_What is required:_ Write out every entry word for word.

Point-based annotation data:
◆ ◆ ◆ ◆ ◆

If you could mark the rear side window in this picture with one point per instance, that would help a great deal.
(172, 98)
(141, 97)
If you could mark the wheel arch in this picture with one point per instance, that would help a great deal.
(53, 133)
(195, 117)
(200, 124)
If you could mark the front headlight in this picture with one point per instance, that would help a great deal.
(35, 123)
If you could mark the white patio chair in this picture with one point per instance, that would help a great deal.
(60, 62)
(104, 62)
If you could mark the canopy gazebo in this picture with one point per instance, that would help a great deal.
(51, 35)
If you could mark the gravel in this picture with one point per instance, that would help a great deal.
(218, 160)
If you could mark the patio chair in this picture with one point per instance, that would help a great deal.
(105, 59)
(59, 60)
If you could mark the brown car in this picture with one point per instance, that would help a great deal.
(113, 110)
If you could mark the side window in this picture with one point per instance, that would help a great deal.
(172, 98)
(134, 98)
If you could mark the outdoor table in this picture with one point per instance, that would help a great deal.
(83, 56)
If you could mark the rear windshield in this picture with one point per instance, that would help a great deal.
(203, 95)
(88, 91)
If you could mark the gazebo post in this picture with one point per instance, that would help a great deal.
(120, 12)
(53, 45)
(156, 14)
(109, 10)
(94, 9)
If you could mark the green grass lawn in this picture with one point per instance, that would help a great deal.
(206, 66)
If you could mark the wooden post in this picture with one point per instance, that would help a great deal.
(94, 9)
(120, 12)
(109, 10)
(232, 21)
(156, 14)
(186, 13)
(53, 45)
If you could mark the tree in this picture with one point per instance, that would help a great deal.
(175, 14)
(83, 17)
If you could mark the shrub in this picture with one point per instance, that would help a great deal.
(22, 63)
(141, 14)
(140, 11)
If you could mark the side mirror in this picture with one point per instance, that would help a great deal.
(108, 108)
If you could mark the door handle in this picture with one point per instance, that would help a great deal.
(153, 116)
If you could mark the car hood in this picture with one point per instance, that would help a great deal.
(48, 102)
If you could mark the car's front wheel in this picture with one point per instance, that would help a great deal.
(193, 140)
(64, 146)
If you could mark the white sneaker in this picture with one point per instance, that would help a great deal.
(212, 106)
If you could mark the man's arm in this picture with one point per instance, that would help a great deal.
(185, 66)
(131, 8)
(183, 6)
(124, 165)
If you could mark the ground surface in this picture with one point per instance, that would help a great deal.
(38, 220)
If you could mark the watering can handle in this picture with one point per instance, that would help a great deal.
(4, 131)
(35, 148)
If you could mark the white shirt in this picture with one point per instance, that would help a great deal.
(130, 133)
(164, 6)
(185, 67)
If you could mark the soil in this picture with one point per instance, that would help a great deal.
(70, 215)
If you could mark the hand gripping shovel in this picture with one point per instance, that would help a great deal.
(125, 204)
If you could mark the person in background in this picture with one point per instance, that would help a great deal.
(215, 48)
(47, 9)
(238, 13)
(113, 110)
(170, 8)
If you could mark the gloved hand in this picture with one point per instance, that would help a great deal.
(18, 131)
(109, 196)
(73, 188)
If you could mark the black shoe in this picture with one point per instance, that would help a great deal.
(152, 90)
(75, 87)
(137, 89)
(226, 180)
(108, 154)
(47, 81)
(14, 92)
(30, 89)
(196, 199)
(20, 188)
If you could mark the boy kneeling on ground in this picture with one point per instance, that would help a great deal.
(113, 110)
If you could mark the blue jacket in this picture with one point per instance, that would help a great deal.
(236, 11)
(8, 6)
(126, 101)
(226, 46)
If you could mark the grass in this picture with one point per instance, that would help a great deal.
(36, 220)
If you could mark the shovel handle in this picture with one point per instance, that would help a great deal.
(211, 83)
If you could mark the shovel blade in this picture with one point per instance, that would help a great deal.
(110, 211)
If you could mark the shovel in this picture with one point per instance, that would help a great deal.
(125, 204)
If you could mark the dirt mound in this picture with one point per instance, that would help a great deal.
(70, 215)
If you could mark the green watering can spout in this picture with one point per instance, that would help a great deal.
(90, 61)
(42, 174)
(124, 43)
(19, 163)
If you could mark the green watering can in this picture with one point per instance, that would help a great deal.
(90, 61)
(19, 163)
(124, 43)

◆ ◆ ◆ ◆ ◆

_Written response:_
If you could mark the rear side window in this picture with one point per instance, that would help a great deal.
(172, 98)
(141, 97)
If you could mark the wheel arch in this picture with one point per instance, that would help a great deal.
(53, 133)
(195, 117)
(200, 124)
If you could mark the front headlight in this picture with one point per instance, that would help a great deal.
(35, 123)
If you could mark the white patio chair in this picture with one point per instance, that would help a great deal.
(60, 62)
(104, 62)
If you could mark the canopy gazebo in this picture with one point per instance, that would help a great deal.
(51, 35)
If you could mark the gravel in this picture with one point per instance, that would help a great deal.
(218, 160)
If you could mark the patio chair in this picture with one point per instance, that would help a great deal.
(105, 59)
(59, 60)
If you could mark the brown car in this picture with one point per instance, that would help a great deal.
(113, 110)
If you could mark the side window in this picture with one point per instance, that would help a great deal.
(172, 98)
(134, 98)
If you could mark the outdoor table in this picture with one point per instance, that would help a great deal.
(83, 56)
If you could mark the rear windshield in this picture with one point per instance, that would help a great deal.
(203, 95)
(88, 91)
If you could mark the gazebo post in this picture with one point per instance, that would help a great deal.
(120, 12)
(53, 45)
(156, 14)
(109, 10)
(94, 9)
If you could mark the green grass lawn in this picture with one point per instance, that would help a great deal.
(206, 66)
If you could mark the wooden post in this picture with one point per instance, that would help a great deal.
(94, 9)
(120, 12)
(109, 10)
(232, 21)
(156, 14)
(186, 13)
(53, 45)
If you could mark the tree in this picture with one point per instance, that would help a great deal.
(175, 14)
(83, 17)
If you could mark the shrub in this picture with one point per instance, that would help a great deal.
(22, 63)
(141, 14)
(140, 11)
If you could mark the side mirror in this picture with one point per instance, that would help a great deal.
(108, 108)
If you could mark the door handle in this picture with one point per instance, that would help a great deal.
(153, 116)
If you could mark the car hood in this picture with one point per instance, that would help a great deal.
(48, 102)
If you could mark the car's front wheel in this picture with one point per instance, that would help a great deal.
(193, 140)
(64, 146)
If you could mark the white sneaker in this picture with one point per instance, that would help a great deal.
(212, 106)
If you could mark the man's arm in this picture with one point per instance, that would help a great deal.
(185, 66)
(131, 8)
(183, 6)
(124, 165)
If you could mark the ground surface in this picture with one point per instance, that would help a great deal.
(38, 220)
If you could mark the watering can handle in this picture with one point per instance, that would help a great deal.
(4, 131)
(35, 148)
If you could mark the white shirt in this picture with one point per instance, that would help a great deal.
(130, 133)
(164, 6)
(185, 67)
If you could mark the soil in this picture with one point per instance, that would help a great deal.
(70, 215)
If you could mark the hand gripping shovel in this picture with one point per instance, that would help a great deal.
(125, 204)
If you could mark the person in background in this picture with one point per instance, that would help a great deal.
(215, 48)
(47, 9)
(238, 13)
(113, 110)
(170, 8)
If you could mark the gloved hand in this picture with one point per instance, that would help a great deal.
(18, 131)
(109, 196)
(73, 188)
If you could mark the black shoe in this picture with one point per instance, that would help a great deal.
(152, 90)
(75, 87)
(137, 89)
(226, 180)
(108, 154)
(47, 81)
(14, 92)
(30, 89)
(196, 199)
(20, 188)
If you could mark the boy kneeling on ground in this picture with one point per instance, that would help a great deal.
(113, 110)
If you could mark the blue jacket in this picture with one point per instance, that would help a great deal.
(236, 11)
(8, 6)
(126, 101)
(226, 46)
If you could mark the grass in this picture with one point per instance, that would help a great deal.
(36, 220)
If you could mark the shovel handle in this picture with one point per instance, that would help a great deal.
(211, 83)
If you could mark the shovel blade in this picture with one point per instance, that would help a great deal.
(110, 211)
If you could mark the shovel in this picture with one point per instance, that would help a great deal.
(125, 204)
If you could mark the dirt mound in this picture with one point per instance, that would help a great deal.
(70, 215)
If you could mark the green watering can spout in this picture with one point per instance, that would help a great deal.
(90, 61)
(42, 174)
(124, 43)
(19, 163)
If you could mark the green watering can in this picture with one point per instance, that would help a great deal.
(90, 61)
(19, 163)
(124, 43)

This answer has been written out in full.